Directions for this task: Through the last line of the entries, please copy every line exactly, starting with the one that contains "For every instance of the light".

──────── Extracted data

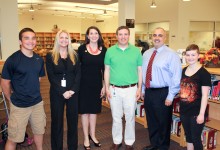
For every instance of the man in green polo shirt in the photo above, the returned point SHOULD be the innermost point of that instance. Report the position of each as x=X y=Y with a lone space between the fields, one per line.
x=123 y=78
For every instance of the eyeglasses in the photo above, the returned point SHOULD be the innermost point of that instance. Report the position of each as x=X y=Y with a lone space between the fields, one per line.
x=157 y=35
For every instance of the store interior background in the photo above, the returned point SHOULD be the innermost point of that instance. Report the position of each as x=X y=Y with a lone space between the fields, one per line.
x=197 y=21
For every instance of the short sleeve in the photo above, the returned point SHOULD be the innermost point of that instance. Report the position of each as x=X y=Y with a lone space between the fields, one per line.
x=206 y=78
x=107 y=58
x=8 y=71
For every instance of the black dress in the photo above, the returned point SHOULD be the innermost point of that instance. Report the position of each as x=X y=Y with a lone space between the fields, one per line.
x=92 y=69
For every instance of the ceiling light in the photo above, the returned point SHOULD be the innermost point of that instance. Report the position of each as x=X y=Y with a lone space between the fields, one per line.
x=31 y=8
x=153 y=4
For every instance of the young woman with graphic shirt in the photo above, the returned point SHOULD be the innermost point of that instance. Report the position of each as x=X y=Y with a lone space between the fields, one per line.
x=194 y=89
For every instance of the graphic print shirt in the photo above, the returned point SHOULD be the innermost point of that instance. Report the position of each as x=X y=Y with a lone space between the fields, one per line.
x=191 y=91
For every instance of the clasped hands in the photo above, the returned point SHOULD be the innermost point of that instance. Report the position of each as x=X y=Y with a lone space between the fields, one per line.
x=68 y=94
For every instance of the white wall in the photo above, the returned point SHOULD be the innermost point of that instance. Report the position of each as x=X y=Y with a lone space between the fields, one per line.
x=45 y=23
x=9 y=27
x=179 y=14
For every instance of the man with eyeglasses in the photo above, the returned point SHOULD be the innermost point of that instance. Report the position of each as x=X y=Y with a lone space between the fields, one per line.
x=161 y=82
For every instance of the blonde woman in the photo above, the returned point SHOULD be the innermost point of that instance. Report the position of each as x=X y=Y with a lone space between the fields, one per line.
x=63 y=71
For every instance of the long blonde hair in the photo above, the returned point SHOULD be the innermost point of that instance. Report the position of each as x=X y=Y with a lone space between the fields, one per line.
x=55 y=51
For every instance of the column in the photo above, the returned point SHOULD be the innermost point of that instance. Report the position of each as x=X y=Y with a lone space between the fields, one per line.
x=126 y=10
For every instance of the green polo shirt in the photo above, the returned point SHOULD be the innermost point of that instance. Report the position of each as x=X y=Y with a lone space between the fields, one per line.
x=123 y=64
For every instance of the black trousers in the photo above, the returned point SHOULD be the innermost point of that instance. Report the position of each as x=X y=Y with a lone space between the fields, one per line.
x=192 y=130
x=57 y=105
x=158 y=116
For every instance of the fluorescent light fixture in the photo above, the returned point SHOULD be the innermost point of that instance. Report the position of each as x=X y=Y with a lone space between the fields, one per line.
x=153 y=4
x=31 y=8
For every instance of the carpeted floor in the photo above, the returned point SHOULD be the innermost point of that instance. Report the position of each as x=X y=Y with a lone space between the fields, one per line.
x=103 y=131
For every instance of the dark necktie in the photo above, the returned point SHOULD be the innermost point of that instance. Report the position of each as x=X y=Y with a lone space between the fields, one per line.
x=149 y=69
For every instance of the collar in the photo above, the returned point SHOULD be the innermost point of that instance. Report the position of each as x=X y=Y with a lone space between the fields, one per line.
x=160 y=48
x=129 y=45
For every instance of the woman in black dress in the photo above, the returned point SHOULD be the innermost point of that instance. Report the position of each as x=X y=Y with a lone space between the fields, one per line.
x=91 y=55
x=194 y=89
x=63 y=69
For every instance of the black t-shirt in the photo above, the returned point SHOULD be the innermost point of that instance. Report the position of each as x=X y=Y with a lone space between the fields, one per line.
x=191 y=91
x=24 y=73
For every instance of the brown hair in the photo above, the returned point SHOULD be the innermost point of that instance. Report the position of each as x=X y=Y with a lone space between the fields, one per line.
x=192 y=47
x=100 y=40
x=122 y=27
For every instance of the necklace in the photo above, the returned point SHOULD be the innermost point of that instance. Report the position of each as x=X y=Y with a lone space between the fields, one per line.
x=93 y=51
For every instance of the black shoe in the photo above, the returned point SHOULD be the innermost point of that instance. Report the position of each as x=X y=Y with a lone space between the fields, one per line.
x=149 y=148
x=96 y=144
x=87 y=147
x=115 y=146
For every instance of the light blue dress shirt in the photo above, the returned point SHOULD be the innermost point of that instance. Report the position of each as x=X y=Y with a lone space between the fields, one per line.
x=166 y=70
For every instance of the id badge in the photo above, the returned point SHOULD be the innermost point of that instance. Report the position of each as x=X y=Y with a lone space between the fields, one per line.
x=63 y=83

────────────────

Your solution:
For every instance of the light blue dress shirt in the photo above, the returned point SHOULD be the innermost point of that instance. Report the position of each as x=X y=Y with a lone space between the fields, one per line.
x=166 y=70
For every instance of the id badge in the photo above, the returned point SHOULD be the innermost point of that instance. Report the position of each as x=X y=Y with a lone space between the fields, one per line.
x=63 y=83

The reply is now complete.